:: What the task asks ::
Count how many lines in the entries below contain the word "pointed", with uppercase and lowercase counted as different, and reply with that number alone.

=== Extracted records ===

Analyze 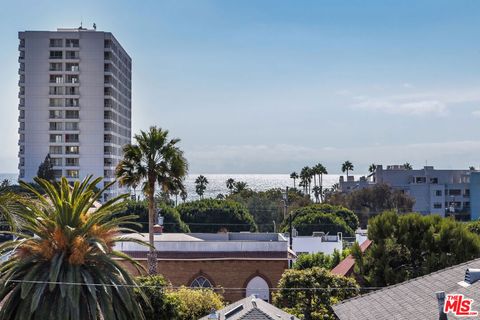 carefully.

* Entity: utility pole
[283,187,293,250]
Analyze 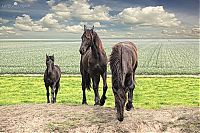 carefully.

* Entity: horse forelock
[82,29,104,52]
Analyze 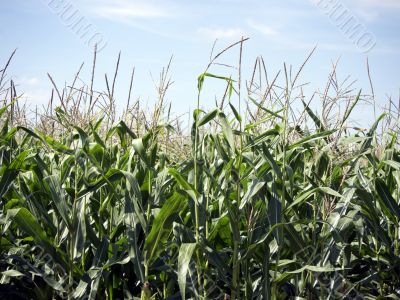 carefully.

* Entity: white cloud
[247,20,278,37]
[356,0,400,9]
[86,0,172,20]
[197,27,245,40]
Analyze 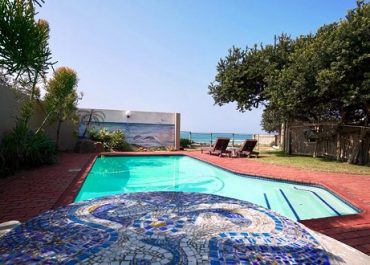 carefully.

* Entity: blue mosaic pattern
[0,192,330,265]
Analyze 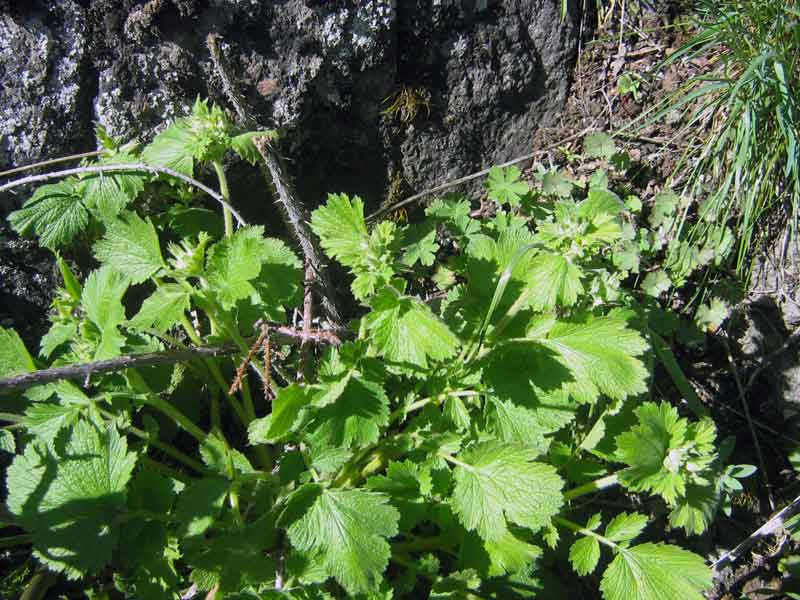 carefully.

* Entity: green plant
[617,71,644,102]
[0,110,743,600]
[644,0,800,273]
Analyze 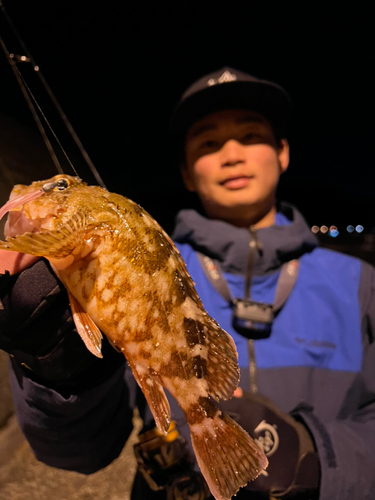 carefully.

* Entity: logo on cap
[207,70,237,87]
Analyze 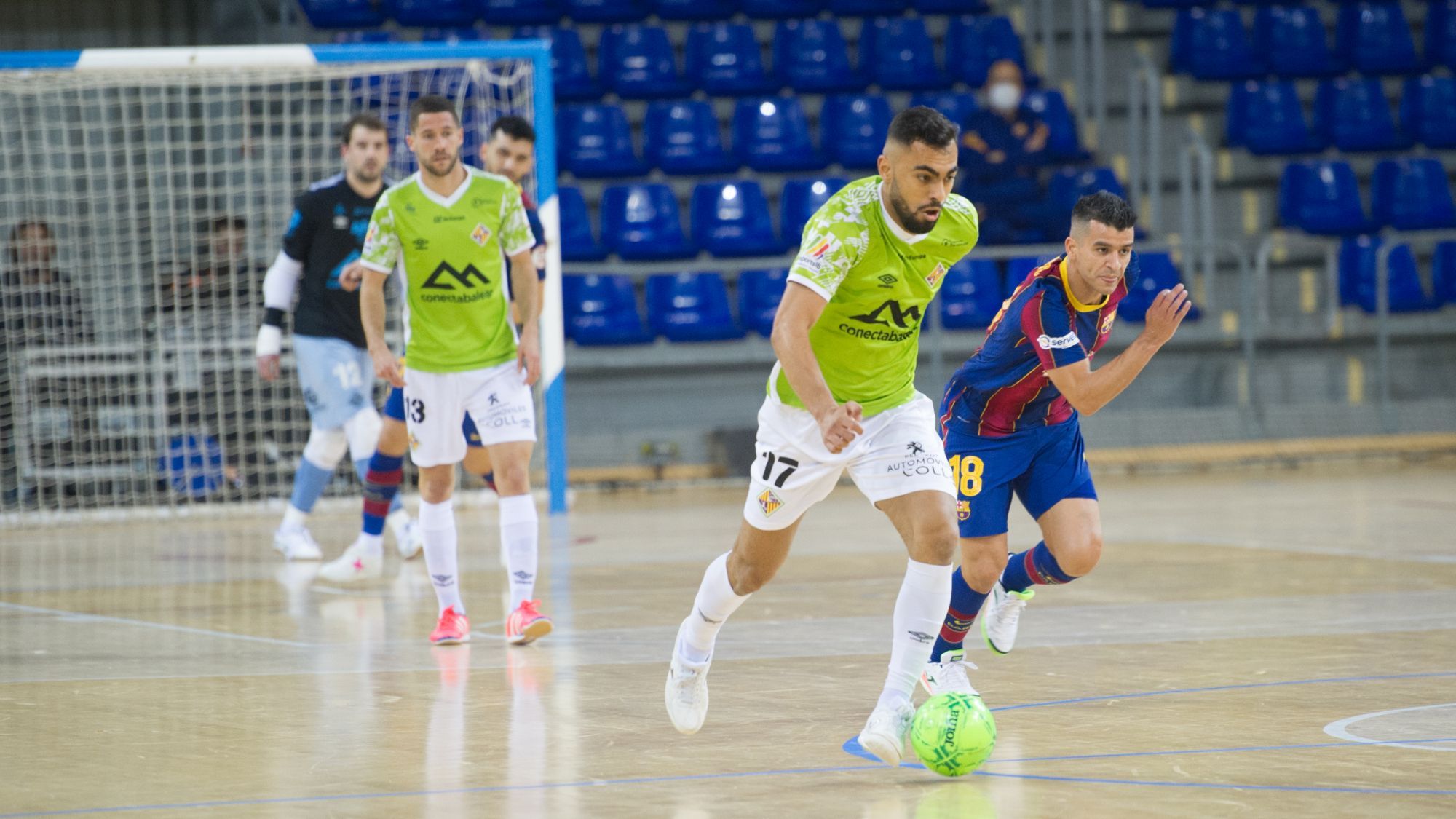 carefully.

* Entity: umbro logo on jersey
[421,262,491,290]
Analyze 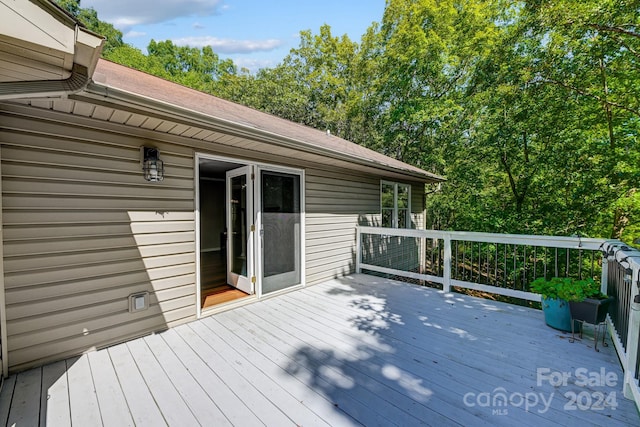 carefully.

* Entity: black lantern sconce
[140,147,164,182]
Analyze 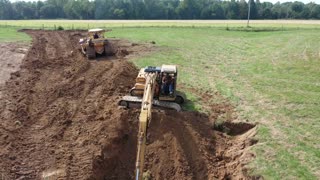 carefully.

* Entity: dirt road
[0,30,254,179]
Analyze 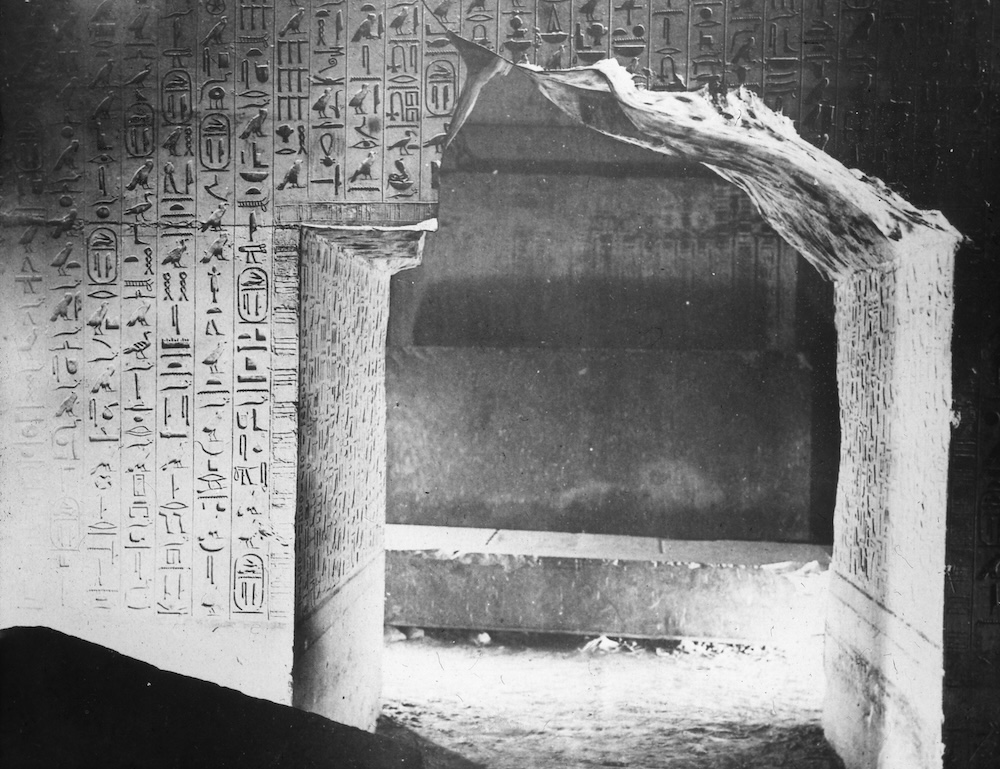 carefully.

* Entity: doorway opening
[292,64,955,766]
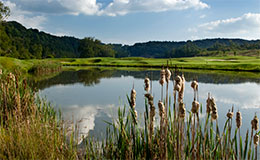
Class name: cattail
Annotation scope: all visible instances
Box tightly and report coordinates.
[175,76,182,84]
[206,94,212,114]
[144,78,150,92]
[236,111,242,128]
[191,81,198,91]
[178,75,185,102]
[131,89,136,109]
[254,133,259,146]
[158,101,165,118]
[174,84,181,92]
[211,111,218,120]
[8,73,15,82]
[210,97,217,111]
[159,69,165,85]
[210,97,218,120]
[227,111,233,119]
[191,101,200,113]
[134,110,138,121]
[165,68,172,83]
[251,115,259,130]
[178,101,186,119]
[174,76,182,92]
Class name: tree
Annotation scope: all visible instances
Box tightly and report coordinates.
[0,1,10,22]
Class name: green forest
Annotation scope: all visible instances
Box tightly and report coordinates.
[0,21,260,59]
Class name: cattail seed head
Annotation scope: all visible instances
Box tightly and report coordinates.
[175,75,182,84]
[191,81,199,91]
[134,110,138,121]
[211,111,218,120]
[206,95,212,114]
[174,84,181,92]
[191,101,200,113]
[131,89,136,109]
[254,133,259,146]
[8,73,15,82]
[251,115,259,130]
[159,69,165,85]
[210,97,217,112]
[158,101,165,117]
[236,111,242,128]
[227,111,233,119]
[144,78,150,92]
[178,75,185,102]
[165,68,172,83]
[178,101,186,119]
[144,93,153,106]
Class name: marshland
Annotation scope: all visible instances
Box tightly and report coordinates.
[2,62,259,159]
[0,0,260,160]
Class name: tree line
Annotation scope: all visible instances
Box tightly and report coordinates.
[0,22,260,59]
[0,1,260,59]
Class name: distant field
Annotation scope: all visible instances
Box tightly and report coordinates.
[0,56,260,72]
[57,56,260,71]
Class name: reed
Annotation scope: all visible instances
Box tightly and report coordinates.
[82,65,259,159]
[0,71,77,159]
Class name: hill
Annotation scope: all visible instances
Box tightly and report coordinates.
[0,21,260,59]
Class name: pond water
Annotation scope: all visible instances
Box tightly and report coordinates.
[34,68,260,141]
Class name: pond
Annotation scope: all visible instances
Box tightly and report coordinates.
[34,67,260,142]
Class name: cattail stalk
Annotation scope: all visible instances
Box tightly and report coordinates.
[158,101,167,159]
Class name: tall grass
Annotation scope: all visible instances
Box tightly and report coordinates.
[86,66,259,159]
[0,69,77,159]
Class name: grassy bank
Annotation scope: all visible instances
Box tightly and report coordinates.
[0,56,260,73]
[0,73,77,159]
[0,57,61,74]
[59,56,260,71]
[86,70,260,159]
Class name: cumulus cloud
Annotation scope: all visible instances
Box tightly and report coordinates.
[99,0,209,16]
[189,13,260,39]
[5,0,209,16]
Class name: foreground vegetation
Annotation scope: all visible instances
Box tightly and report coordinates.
[0,70,77,159]
[61,56,260,71]
[0,57,62,74]
[0,59,259,159]
[0,56,260,73]
[86,67,259,159]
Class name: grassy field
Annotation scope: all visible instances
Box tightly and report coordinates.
[0,57,61,73]
[0,56,260,72]
[58,56,260,71]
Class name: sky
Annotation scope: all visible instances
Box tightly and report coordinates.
[0,0,260,45]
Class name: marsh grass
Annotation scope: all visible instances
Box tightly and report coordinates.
[86,66,259,159]
[0,73,77,159]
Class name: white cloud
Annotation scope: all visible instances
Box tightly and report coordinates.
[99,0,209,16]
[200,14,206,19]
[5,0,209,16]
[188,13,260,39]
[57,0,101,15]
[4,1,47,30]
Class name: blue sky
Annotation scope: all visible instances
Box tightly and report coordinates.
[0,0,260,44]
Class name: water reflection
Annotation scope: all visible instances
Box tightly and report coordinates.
[34,68,260,141]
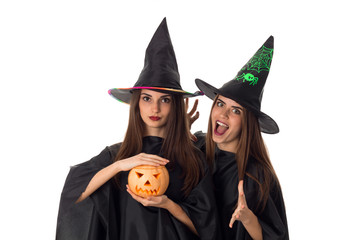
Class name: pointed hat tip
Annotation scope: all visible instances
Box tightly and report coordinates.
[264,35,274,48]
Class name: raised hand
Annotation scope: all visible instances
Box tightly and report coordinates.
[118,153,169,171]
[229,180,253,228]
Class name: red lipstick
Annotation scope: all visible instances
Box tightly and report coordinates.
[149,116,161,121]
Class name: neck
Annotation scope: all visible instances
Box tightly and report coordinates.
[216,143,237,153]
[144,127,165,138]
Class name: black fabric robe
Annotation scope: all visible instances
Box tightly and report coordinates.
[56,137,220,240]
[195,132,289,240]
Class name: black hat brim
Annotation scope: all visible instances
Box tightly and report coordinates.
[108,87,204,104]
[195,78,280,134]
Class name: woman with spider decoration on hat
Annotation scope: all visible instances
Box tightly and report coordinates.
[56,19,219,240]
[195,36,289,240]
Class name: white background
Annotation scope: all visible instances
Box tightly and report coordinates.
[0,0,360,240]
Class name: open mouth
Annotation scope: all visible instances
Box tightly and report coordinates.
[149,116,161,121]
[214,120,229,136]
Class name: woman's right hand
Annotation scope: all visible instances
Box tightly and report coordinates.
[117,153,169,171]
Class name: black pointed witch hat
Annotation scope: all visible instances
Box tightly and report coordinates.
[108,18,203,103]
[195,36,279,133]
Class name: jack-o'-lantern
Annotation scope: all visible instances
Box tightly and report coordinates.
[128,165,169,197]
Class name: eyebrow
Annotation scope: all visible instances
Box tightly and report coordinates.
[218,98,243,110]
[141,93,171,98]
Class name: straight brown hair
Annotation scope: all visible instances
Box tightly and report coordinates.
[206,95,279,212]
[114,90,204,196]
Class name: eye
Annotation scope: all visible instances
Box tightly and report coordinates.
[232,108,241,115]
[216,101,224,107]
[161,98,171,103]
[142,96,151,102]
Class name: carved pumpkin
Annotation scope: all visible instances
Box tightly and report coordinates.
[128,165,169,197]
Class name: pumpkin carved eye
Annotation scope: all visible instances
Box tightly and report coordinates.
[135,172,144,178]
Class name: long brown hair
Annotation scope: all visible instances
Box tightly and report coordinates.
[206,95,279,212]
[114,90,204,196]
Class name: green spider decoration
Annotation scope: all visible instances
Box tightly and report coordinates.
[236,73,259,86]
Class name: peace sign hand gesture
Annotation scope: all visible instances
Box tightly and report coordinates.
[229,180,263,239]
[229,180,252,228]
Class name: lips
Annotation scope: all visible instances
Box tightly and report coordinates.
[149,116,161,121]
[214,120,229,136]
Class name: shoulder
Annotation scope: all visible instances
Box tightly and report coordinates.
[246,156,281,195]
[71,143,121,170]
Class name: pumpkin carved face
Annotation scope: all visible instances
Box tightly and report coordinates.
[128,165,169,197]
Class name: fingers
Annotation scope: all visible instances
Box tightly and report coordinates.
[229,210,239,228]
[190,112,200,124]
[138,153,169,166]
[187,99,199,116]
[238,180,247,209]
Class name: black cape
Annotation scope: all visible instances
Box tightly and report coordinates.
[195,132,289,240]
[56,137,219,240]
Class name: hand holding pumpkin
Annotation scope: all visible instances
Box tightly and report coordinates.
[117,153,169,171]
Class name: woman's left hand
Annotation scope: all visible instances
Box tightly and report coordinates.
[126,185,169,208]
[229,180,253,228]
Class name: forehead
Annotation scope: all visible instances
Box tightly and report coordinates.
[218,95,242,108]
[141,89,171,97]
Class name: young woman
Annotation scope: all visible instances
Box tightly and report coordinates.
[195,37,289,240]
[57,19,218,240]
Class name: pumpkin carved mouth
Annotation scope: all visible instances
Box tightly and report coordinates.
[135,186,160,195]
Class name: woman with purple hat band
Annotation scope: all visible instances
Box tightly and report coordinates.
[56,19,220,240]
[195,36,289,240]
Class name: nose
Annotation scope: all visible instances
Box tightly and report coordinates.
[151,101,160,113]
[220,108,230,118]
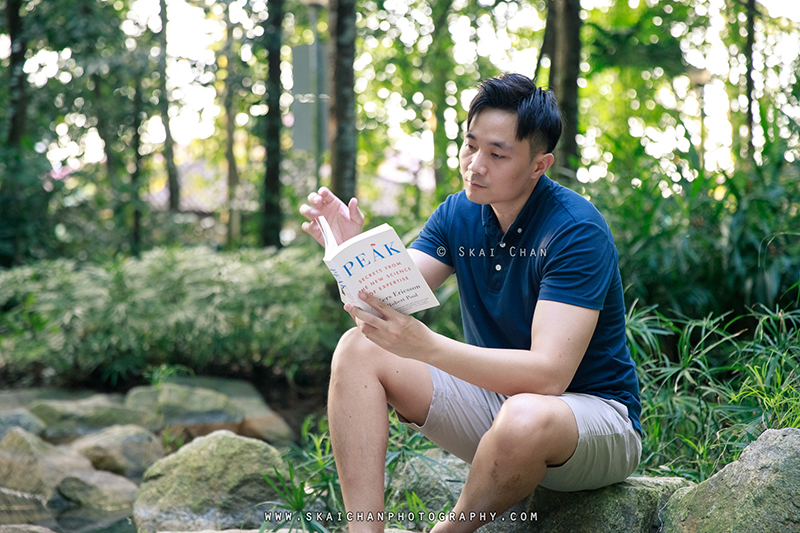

===

:: Final answer ::
2